— WHAT IS ASKED —
Output every record word for word.

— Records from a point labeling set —
☆ ☆ ☆

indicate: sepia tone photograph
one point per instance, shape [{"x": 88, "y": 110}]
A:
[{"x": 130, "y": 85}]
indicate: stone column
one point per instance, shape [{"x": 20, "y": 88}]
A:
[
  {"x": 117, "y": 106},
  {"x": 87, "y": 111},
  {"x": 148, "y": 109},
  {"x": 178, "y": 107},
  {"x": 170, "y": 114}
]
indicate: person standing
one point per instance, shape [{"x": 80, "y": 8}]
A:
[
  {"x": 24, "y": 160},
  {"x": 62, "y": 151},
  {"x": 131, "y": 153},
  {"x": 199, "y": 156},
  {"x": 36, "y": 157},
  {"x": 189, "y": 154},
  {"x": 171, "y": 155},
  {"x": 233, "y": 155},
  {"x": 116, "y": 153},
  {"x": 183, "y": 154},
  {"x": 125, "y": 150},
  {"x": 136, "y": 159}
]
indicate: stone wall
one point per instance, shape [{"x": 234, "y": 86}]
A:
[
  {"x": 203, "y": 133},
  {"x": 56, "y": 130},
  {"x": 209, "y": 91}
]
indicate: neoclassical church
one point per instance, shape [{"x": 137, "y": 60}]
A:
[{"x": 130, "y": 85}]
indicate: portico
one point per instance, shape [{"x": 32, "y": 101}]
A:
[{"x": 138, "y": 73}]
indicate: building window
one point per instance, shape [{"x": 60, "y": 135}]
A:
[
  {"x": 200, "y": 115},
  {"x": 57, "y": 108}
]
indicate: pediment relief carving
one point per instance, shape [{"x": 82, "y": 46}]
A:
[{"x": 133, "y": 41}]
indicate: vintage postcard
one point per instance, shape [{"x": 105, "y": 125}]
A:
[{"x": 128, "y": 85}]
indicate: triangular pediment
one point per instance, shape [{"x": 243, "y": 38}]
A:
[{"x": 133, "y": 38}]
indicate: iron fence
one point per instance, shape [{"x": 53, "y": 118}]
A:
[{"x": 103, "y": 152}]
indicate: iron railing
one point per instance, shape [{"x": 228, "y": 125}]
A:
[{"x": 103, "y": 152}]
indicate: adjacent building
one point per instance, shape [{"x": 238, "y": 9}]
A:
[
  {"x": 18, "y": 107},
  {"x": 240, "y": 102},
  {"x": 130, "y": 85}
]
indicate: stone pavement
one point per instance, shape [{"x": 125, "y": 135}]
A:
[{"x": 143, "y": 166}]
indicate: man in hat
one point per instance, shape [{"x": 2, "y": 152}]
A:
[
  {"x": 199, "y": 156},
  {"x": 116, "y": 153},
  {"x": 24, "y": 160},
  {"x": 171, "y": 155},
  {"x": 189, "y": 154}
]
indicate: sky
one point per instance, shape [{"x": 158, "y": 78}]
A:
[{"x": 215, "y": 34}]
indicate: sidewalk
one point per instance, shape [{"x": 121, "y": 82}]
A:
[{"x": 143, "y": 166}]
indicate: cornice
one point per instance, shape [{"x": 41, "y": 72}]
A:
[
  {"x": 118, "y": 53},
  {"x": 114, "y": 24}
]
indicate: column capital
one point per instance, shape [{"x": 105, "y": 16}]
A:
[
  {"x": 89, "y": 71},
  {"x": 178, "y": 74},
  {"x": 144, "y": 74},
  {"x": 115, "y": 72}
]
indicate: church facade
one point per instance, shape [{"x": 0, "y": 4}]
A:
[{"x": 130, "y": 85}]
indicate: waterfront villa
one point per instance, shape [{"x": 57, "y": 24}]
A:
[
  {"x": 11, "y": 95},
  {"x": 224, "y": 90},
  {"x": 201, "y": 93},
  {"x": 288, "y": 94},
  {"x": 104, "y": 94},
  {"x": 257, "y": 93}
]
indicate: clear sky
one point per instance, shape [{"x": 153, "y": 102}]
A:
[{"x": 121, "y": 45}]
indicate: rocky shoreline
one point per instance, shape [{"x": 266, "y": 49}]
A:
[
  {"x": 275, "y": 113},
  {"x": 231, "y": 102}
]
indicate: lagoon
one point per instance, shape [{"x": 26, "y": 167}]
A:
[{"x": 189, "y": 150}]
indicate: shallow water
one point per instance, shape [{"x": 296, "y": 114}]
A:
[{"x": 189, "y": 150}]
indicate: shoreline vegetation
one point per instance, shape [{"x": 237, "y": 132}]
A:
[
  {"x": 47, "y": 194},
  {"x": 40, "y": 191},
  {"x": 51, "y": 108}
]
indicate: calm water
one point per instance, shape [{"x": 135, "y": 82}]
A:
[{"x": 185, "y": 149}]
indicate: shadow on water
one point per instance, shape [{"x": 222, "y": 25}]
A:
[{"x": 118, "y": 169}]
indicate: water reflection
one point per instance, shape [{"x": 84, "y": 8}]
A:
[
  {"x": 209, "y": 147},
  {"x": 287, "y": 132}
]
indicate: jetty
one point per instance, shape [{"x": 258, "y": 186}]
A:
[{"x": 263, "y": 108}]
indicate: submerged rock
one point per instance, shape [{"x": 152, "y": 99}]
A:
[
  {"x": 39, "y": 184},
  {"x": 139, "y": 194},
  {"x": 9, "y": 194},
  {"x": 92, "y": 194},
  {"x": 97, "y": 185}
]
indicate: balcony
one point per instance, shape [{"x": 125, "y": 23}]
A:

☆ ☆ ☆

— ANSWER TO THIS PROBLEM —
indicate: sepia tone photograph
one point per instance, shape [{"x": 88, "y": 110}]
A:
[{"x": 130, "y": 85}]
indicate: stone column
one point per instance, shape [{"x": 20, "y": 88}]
A:
[
  {"x": 117, "y": 106},
  {"x": 87, "y": 111},
  {"x": 148, "y": 109},
  {"x": 178, "y": 107},
  {"x": 170, "y": 114}
]
indicate: person standing
one point per instance, shape [{"x": 80, "y": 8}]
A:
[
  {"x": 24, "y": 160},
  {"x": 62, "y": 151},
  {"x": 131, "y": 153},
  {"x": 199, "y": 156},
  {"x": 36, "y": 157},
  {"x": 189, "y": 154},
  {"x": 171, "y": 155},
  {"x": 233, "y": 155},
  {"x": 116, "y": 153},
  {"x": 183, "y": 154},
  {"x": 125, "y": 150},
  {"x": 136, "y": 159}
]
indicate: stone wall
one point per instance, shape [{"x": 234, "y": 86}]
A:
[
  {"x": 203, "y": 133},
  {"x": 56, "y": 130},
  {"x": 209, "y": 91}
]
indicate: neoclassical church
one point per instance, shape [{"x": 137, "y": 60}]
A:
[{"x": 130, "y": 85}]
indicate: portico
one point per instance, shape [{"x": 32, "y": 101}]
A:
[{"x": 138, "y": 73}]
indicate: building window
one point per instance, shape [{"x": 60, "y": 135}]
A:
[
  {"x": 200, "y": 115},
  {"x": 57, "y": 108}
]
indicate: pediment relief carving
one point per instance, shape [{"x": 82, "y": 46}]
A:
[{"x": 133, "y": 41}]
indicate: vintage postcard
one point per instance, shape [{"x": 105, "y": 125}]
A:
[{"x": 128, "y": 85}]
indicate: triangular pediment
one point per instance, shape [{"x": 243, "y": 38}]
A:
[{"x": 133, "y": 38}]
indicate: iron fence
one point per instance, shape [{"x": 53, "y": 118}]
A:
[{"x": 103, "y": 152}]
indicate: iron railing
one point per instance, shape [{"x": 228, "y": 125}]
A:
[{"x": 103, "y": 152}]
indicate: adjacent building
one point per instance, shape [{"x": 238, "y": 9}]
A:
[
  {"x": 18, "y": 107},
  {"x": 240, "y": 102},
  {"x": 130, "y": 85}
]
indicate: stone pavement
one point per instance, shape [{"x": 125, "y": 135}]
A:
[{"x": 143, "y": 166}]
indicate: man in hat
one point per instance, shape [{"x": 2, "y": 152}]
A:
[
  {"x": 199, "y": 156},
  {"x": 116, "y": 153},
  {"x": 24, "y": 160},
  {"x": 171, "y": 155},
  {"x": 189, "y": 154}
]
indicate: sky
one point per instance, shape [{"x": 158, "y": 78}]
A:
[{"x": 215, "y": 34}]
indicate: sidewalk
one point per instance, shape [{"x": 121, "y": 82}]
A:
[{"x": 143, "y": 166}]
indicate: cornice
one point per instance, shape [{"x": 41, "y": 72}]
A:
[
  {"x": 118, "y": 53},
  {"x": 114, "y": 24}
]
indicate: column capital
one point per instance, shape [{"x": 105, "y": 16}]
A:
[
  {"x": 89, "y": 71},
  {"x": 178, "y": 74},
  {"x": 144, "y": 74},
  {"x": 115, "y": 72}
]
indicate: church facade
one point per instance, shape [{"x": 0, "y": 4}]
A:
[{"x": 130, "y": 85}]
indicate: waterfront villa
one point per instance, shape [{"x": 57, "y": 24}]
A:
[
  {"x": 11, "y": 95},
  {"x": 224, "y": 90},
  {"x": 201, "y": 93},
  {"x": 288, "y": 94},
  {"x": 104, "y": 94},
  {"x": 257, "y": 93}
]
indicate: clear sky
one point per instance, shape [{"x": 153, "y": 102}]
A:
[{"x": 121, "y": 45}]
indicate: rocky shoreline
one point per instance, shape [{"x": 266, "y": 49}]
A:
[
  {"x": 275, "y": 113},
  {"x": 231, "y": 102}
]
indicate: lagoon
one point per instance, shape [{"x": 26, "y": 167}]
A:
[{"x": 189, "y": 150}]
indicate: shallow water
one point per instance, shape [{"x": 296, "y": 114}]
A:
[{"x": 189, "y": 150}]
indicate: shoreline vegetation
one point per instance, shape [{"x": 237, "y": 132}]
A:
[
  {"x": 47, "y": 194},
  {"x": 40, "y": 191},
  {"x": 51, "y": 108}
]
indicate: calm water
one point per instance, shape [{"x": 135, "y": 82}]
A:
[{"x": 185, "y": 149}]
indicate: shadow on water
one point per instance, shape [{"x": 222, "y": 25}]
A:
[{"x": 118, "y": 169}]
indicate: water reflection
one point per instance, shape [{"x": 84, "y": 8}]
A:
[
  {"x": 209, "y": 147},
  {"x": 287, "y": 132}
]
indicate: jetty
one point per instance, shape [{"x": 258, "y": 186}]
A:
[{"x": 263, "y": 108}]
indicate: submerged rock
one point per instance, shape [{"x": 152, "y": 99}]
A:
[
  {"x": 39, "y": 184},
  {"x": 139, "y": 194},
  {"x": 9, "y": 194},
  {"x": 92, "y": 194},
  {"x": 97, "y": 185}
]
indicate: balcony
one point per instance, shape [{"x": 125, "y": 23}]
A:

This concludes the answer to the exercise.